**Work instructions**
Locate each line in the entries below that contains the string "lane", and copy those lines out.

**Input**
────────
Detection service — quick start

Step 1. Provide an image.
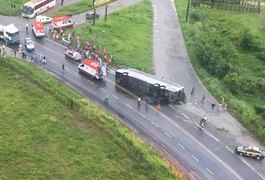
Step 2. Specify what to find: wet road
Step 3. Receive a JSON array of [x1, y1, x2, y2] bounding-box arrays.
[[0, 0, 262, 179]]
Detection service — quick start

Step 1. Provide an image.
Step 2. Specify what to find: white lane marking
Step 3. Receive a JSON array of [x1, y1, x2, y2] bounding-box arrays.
[[87, 80, 95, 85], [191, 155, 199, 162], [113, 95, 119, 100], [210, 134, 219, 142], [164, 132, 172, 139], [178, 143, 185, 150], [241, 159, 250, 167], [225, 146, 234, 153], [125, 103, 133, 109], [182, 113, 190, 119], [151, 121, 158, 128], [138, 113, 146, 119], [257, 172, 265, 180], [205, 167, 213, 175], [100, 88, 107, 92]]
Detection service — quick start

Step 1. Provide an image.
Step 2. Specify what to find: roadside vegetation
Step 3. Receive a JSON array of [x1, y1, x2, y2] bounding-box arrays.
[[0, 0, 29, 16], [51, 0, 116, 17], [176, 0, 265, 144], [65, 1, 152, 72], [0, 57, 185, 179]]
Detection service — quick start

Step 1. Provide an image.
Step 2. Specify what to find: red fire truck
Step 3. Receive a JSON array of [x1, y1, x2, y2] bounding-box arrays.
[[78, 59, 105, 79], [32, 21, 45, 37], [52, 16, 75, 29]]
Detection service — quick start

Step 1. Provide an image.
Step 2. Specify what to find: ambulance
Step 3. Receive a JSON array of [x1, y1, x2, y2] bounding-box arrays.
[[52, 16, 75, 29], [32, 21, 45, 37], [78, 59, 105, 79]]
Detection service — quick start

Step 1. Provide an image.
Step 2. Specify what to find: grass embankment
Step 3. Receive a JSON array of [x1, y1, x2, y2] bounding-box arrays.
[[176, 0, 265, 144], [0, 57, 186, 179], [66, 1, 152, 72], [0, 0, 29, 16], [51, 0, 116, 17]]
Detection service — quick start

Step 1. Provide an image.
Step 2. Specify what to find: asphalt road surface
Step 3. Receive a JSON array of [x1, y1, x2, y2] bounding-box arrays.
[[0, 0, 265, 179]]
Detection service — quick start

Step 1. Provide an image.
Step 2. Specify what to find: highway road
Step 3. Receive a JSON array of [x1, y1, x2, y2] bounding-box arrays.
[[0, 0, 265, 179]]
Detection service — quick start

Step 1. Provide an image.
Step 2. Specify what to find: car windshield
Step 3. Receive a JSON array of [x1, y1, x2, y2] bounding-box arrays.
[[22, 6, 34, 15]]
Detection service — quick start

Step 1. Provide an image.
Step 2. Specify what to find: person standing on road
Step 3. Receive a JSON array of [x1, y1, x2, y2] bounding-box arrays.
[[138, 97, 141, 107], [156, 101, 160, 111], [190, 86, 195, 96], [211, 101, 215, 110], [26, 23, 29, 33], [201, 94, 205, 104], [104, 94, 109, 104], [42, 54, 47, 64]]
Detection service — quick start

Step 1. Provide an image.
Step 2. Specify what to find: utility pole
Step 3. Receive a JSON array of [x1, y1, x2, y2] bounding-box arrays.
[[105, 4, 108, 22], [186, 0, 190, 22], [93, 6, 96, 26]]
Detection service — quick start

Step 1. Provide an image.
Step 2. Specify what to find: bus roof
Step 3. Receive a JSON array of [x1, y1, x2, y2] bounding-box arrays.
[[52, 16, 70, 23], [24, 0, 46, 7], [116, 68, 184, 92], [83, 59, 101, 69], [33, 21, 44, 30]]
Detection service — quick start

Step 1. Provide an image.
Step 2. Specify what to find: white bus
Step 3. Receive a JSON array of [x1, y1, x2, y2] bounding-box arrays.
[[21, 0, 56, 18]]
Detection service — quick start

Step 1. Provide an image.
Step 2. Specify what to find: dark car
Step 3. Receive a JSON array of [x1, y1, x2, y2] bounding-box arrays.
[[86, 12, 99, 19], [235, 146, 265, 160]]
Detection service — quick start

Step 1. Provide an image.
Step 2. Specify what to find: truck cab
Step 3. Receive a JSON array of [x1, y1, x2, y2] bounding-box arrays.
[[0, 24, 20, 44]]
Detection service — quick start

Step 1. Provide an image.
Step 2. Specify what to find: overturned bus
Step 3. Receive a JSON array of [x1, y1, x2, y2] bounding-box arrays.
[[115, 68, 186, 104]]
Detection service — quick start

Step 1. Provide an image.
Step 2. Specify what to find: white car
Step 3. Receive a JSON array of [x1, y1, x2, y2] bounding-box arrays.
[[36, 15, 52, 24], [25, 38, 35, 51], [64, 48, 82, 61]]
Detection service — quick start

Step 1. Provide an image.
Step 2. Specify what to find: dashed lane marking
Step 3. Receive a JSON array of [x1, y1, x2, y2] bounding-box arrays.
[[182, 113, 190, 119], [191, 155, 199, 162], [241, 159, 250, 167], [125, 103, 133, 109], [113, 95, 119, 100], [100, 88, 107, 92], [257, 172, 265, 180], [210, 134, 219, 142], [151, 121, 158, 128], [164, 132, 172, 139], [205, 167, 213, 175], [178, 143, 185, 150], [138, 113, 146, 119], [225, 146, 234, 153]]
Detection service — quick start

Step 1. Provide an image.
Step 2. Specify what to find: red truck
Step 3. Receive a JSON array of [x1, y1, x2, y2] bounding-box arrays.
[[78, 59, 105, 79], [52, 16, 75, 29]]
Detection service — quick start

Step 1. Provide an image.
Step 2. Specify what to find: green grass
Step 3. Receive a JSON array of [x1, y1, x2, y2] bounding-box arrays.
[[176, 0, 265, 144], [51, 0, 116, 17], [66, 1, 152, 72], [0, 58, 184, 179], [0, 0, 29, 16]]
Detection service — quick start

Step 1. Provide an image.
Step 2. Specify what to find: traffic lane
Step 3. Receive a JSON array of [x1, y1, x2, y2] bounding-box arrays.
[[152, 0, 188, 82], [35, 57, 235, 177], [31, 28, 262, 180], [161, 104, 264, 179]]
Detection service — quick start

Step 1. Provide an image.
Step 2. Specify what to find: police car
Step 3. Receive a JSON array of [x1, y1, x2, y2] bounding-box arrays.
[[235, 146, 265, 160], [25, 37, 35, 51]]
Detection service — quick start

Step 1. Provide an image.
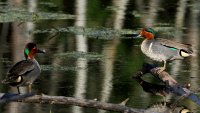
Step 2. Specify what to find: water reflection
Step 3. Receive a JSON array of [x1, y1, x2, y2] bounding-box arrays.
[[73, 0, 88, 113], [0, 0, 200, 113]]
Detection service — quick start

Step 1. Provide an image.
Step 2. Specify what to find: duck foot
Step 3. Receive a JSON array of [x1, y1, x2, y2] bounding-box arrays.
[[156, 67, 165, 74]]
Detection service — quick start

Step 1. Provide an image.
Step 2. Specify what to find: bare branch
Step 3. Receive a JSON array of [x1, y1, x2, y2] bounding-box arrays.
[[0, 93, 144, 113]]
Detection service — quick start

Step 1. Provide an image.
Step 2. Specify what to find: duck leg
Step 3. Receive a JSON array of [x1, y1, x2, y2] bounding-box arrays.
[[158, 60, 167, 74], [28, 84, 32, 93], [17, 86, 20, 94]]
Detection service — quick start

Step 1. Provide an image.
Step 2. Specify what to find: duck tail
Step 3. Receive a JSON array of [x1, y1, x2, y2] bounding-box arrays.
[[1, 74, 22, 84]]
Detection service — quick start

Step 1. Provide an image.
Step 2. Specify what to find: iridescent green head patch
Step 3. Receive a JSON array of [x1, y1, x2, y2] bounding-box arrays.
[[24, 48, 29, 56], [146, 28, 156, 35]]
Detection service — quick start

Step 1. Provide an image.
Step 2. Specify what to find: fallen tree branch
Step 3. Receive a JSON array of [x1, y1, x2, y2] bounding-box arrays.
[[0, 93, 144, 113], [132, 63, 200, 105]]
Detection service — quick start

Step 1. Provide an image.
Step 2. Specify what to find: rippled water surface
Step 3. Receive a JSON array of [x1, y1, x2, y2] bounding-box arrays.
[[0, 0, 200, 113]]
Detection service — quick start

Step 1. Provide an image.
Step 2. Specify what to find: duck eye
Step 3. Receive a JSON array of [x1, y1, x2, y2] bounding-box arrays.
[[25, 48, 29, 55]]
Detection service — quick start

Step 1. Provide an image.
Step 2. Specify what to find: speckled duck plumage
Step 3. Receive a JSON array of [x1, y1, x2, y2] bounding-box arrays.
[[139, 28, 193, 70], [2, 43, 45, 93]]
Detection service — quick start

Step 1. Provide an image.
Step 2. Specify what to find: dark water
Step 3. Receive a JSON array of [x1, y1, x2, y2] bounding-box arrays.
[[0, 0, 200, 113]]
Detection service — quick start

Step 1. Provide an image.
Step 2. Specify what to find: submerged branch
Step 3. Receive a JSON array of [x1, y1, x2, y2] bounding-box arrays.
[[133, 63, 200, 105], [0, 94, 144, 113]]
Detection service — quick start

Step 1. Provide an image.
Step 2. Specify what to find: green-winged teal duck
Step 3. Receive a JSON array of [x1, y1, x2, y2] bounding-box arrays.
[[2, 43, 45, 93], [138, 28, 193, 72]]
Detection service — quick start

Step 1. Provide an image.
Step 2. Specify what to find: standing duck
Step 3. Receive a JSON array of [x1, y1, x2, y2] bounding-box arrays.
[[2, 43, 45, 93], [138, 28, 193, 72]]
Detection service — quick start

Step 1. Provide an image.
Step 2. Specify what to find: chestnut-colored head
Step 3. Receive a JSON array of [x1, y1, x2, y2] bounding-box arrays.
[[24, 43, 45, 59], [139, 28, 156, 40]]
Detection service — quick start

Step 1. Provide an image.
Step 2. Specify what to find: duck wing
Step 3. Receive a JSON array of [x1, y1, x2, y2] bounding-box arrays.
[[8, 60, 35, 75], [2, 60, 35, 85], [156, 38, 193, 54]]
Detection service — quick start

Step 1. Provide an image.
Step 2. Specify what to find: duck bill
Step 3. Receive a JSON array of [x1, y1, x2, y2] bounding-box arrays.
[[136, 34, 142, 38], [37, 49, 46, 53]]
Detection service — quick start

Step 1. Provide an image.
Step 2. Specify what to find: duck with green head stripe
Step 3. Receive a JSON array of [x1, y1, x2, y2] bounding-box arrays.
────────
**Solution for this exercise**
Step 2. Specify what to find: white lane marking
Step 2. Specify what to find: dashed lane marking
Step 2. Specify what to find: traffic lane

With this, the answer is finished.